Copy every record below, exactly as written.

++++ Input for this task ++++

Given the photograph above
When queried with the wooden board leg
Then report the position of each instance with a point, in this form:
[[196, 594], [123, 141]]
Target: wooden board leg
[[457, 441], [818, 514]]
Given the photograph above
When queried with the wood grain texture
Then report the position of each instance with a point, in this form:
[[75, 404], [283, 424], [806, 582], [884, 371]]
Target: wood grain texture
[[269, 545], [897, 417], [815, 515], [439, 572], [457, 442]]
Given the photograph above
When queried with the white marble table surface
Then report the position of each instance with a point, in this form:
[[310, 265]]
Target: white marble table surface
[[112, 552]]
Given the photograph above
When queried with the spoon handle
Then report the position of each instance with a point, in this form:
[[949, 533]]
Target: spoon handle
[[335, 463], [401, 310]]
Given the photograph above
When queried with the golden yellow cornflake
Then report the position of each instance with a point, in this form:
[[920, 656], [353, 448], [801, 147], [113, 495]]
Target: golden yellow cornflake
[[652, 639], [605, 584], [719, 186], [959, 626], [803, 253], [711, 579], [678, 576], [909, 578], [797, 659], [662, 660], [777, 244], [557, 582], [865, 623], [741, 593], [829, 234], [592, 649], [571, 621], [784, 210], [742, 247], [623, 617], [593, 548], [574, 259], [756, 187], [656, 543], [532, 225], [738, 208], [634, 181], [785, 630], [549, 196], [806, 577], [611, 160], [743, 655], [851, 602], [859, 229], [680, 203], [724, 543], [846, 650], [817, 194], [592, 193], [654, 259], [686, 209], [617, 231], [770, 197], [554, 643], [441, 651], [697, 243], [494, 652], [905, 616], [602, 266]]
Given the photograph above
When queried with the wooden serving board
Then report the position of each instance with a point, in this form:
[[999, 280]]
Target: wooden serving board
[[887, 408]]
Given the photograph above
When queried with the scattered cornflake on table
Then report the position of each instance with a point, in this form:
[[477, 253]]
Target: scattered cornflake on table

++++

* [Complete output]
Given the photograph above
When queried with the wooden board leg
Then report the position of each instance with a point, in this form:
[[196, 594], [123, 141]]
Target: wooden board leg
[[457, 441], [818, 514]]
Given the photograph above
When queried with the wood grain texture
Then report the position of each instance with a point, in this form:
[[75, 404], [283, 424], [806, 582], [884, 371]]
Target: wood grain texture
[[269, 545], [897, 417], [815, 515], [439, 572], [457, 442]]
Given the photograph above
When queried with the white marble table surface
Then report the position of each instance with a point, in this form:
[[310, 265]]
Target: white marble table surface
[[112, 552]]
Given the photograph above
When queried with the spoon handle
Then report the position of each instance with a point, in this form:
[[949, 533]]
Target: spoon handle
[[335, 463], [401, 310]]
Given the photograph above
When queried with the golden yellow cornflake
Then report the position of each instance with a point, in this form:
[[920, 656], [353, 448], [801, 147], [113, 495]]
Target: golden yellow cornflake
[[652, 639], [605, 584], [719, 186], [959, 626], [803, 253], [711, 579], [678, 576], [909, 578], [797, 659], [662, 660], [777, 244], [557, 582], [865, 623], [741, 593], [829, 234], [592, 649], [571, 621], [784, 210], [742, 247], [623, 617], [593, 548], [574, 259], [756, 187], [656, 543], [532, 225], [738, 208], [634, 181], [785, 630], [549, 196], [806, 577], [611, 160], [743, 655], [851, 602], [859, 229], [680, 203], [724, 543], [846, 650], [817, 194], [592, 193], [654, 259], [686, 209], [617, 231], [770, 197], [554, 643], [441, 651], [697, 243], [494, 652], [905, 616], [602, 266]]
Given the photograph above
When queried with the wooden serving board
Then report the position of each instance with a point, in this form:
[[999, 280]]
Target: wooden serving board
[[887, 408]]
Given the photograph above
When queried with the scattered cornflake on table
Then report the position of each instance with a point, in this form:
[[477, 253]]
Target: scattered cornflake on table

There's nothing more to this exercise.